*** Data Section Begins ***
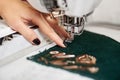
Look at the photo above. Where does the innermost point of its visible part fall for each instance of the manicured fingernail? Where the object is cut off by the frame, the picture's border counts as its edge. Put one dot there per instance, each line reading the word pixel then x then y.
pixel 65 43
pixel 36 41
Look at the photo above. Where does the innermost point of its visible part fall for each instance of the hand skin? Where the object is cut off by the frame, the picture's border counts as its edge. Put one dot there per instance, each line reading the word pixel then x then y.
pixel 18 14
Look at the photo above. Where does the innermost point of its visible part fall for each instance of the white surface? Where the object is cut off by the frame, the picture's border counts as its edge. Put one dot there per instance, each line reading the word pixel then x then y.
pixel 76 8
pixel 23 69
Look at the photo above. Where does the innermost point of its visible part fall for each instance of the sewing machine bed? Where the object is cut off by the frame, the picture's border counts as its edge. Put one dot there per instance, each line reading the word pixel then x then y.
pixel 104 49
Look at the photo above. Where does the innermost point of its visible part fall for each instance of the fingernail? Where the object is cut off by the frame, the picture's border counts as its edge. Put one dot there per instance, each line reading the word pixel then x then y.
pixel 65 43
pixel 36 41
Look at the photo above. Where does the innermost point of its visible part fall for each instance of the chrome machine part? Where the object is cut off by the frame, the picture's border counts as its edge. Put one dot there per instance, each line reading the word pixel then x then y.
pixel 71 14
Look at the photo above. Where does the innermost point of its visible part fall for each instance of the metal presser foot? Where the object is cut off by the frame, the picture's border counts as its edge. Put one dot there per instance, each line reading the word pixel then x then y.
pixel 73 25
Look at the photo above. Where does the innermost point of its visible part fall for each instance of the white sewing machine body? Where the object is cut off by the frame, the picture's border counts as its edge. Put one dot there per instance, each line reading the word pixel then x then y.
pixel 13 52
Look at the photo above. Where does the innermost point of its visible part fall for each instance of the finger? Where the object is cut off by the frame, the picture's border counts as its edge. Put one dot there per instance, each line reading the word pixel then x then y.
pixel 28 33
pixel 47 30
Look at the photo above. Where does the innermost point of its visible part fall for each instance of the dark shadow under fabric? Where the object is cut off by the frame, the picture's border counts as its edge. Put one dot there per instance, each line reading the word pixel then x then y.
pixel 105 49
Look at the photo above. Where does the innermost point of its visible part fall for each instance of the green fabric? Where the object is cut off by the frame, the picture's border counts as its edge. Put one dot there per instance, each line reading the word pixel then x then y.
pixel 105 49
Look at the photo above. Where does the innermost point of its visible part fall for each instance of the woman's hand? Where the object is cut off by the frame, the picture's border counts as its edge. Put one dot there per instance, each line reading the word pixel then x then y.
pixel 18 14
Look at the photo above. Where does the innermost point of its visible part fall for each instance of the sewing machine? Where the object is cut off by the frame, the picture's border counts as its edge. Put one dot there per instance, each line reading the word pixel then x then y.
pixel 11 43
pixel 71 14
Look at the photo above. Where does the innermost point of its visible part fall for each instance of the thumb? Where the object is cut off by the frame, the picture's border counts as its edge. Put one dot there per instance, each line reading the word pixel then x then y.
pixel 27 33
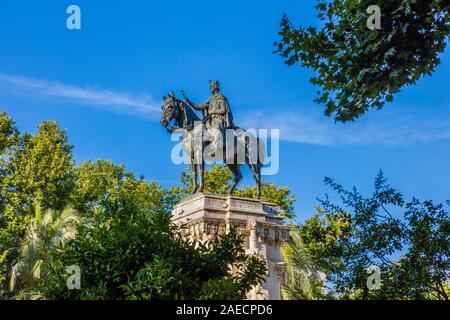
*** Data Section Ends ***
• _Work to complete_: The entries should be reproduced word for word, pictures omitted.

• _Task response_:
Look at the photo above. Where does the innermost point of its visible part fall for each instance of the manicured fingernail? Where the object is cut off by the frame, the picture's border counts as its edge. Put one dot there per instance, each line reading the word pixel then x then y.
pixel 65 43
pixel 36 41
Look at the photo above. Where does the innermost point of its visible part fall for each instance of the hand skin? Where the object is cut off by the frame, the picture's border counts as its edge. Put one dot there per instance, each line reading the word pixel then x then y.
pixel 18 14
Look at the photo above. Where does the innermost point of its visible part fall for each instance of the white surface? Where the object is cut off by the frame, the picture's border counts as its edge. Put one dot there per instance, each line reading the word pixel then x then y.
pixel 76 8
pixel 23 69
Look at the photo above. Where does the innermost point of its visible part fall for each instance of the sewing machine bed? Where the object is cut off by the frame, the picture's border counts as its edge. Put one dot there per instance, each line reading the word pixel then x then y.
pixel 104 49
Look at the photo above. Where does the innermost point of its visible part fall for each instance of the fingernail? Where the object is cut off by the frame, the picture's border counts as its edge. Put one dot there per instance, each line reading the word pixel then x then y.
pixel 65 43
pixel 36 41
Look at the photo above. Where does the innermost point of its visible part fall for each instance of the chrome machine part? Where the object is cut off by the frame, the picture's border counts as its edge. Put one dot there per instance, each line reading the word pixel then x then y.
pixel 71 14
Look at the photo above. Where does the innermost point of its visible part fall for each instance of the metal presser foot? Where the object is cut off by the frame, the picture's border counts as its edge. Put one dot there per instance, each line reading the word pixel then x then y.
pixel 73 25
Look at the photo above. Where does the innermost point of its visible part fall for each instance of the white sewing machine body? Where the object is cut off by the frame, the picture's border counts as its edge. Put one dot there per instance, each line reading the word pixel then x then y.
pixel 13 52
Look at the photo above. Where does the innermost point of its visible part fall for each instance of the finger? Where the object is cut off by the frame, the picture's border counts as its edge. Put one dot there per instance, each line reading the word pixel then x then y.
pixel 28 33
pixel 47 30
Look at the photo above. Where does the innermost point of its visible part fall for each instance of the dark shadow under fabric? Where the object is cut off by the frame, the picture's border counts as its edge. Put one dot there per instance, each line reading the word pixel then x then y.
pixel 105 49
Look at the photo above. Where does the innermost point of its visible part fall for each instance of the green fabric? Where the object is cut off by the frame, the picture's border counts as its edge. Put one dot there per instance, each line reading the word pixel then x then y.
pixel 105 49
Look at the photo above. Where does the innermost point of its visible part fall for each instance of the woman's hand? Where the object is cut off by the frame, the picture's border counts as its edge. Put one dot there per instance, each line reading the word pixel then x then y.
pixel 18 14
Look at the photo above. Where does the innermost point of its visible part fall for each instance of the sewing machine? Where the object is cut off by the frame, the picture's border counts as its edge. Put one dot there per instance, each line reading the word pixel then x then y.
pixel 11 43
pixel 71 14
Look at the photo above. Where does the innermost point of its visible part fall for each instance of the thumb? Where the object is cut off by the frame, the picture's border counts as its edge. Put one dot there per instance, each line reading the word pixel then x then y.
pixel 27 33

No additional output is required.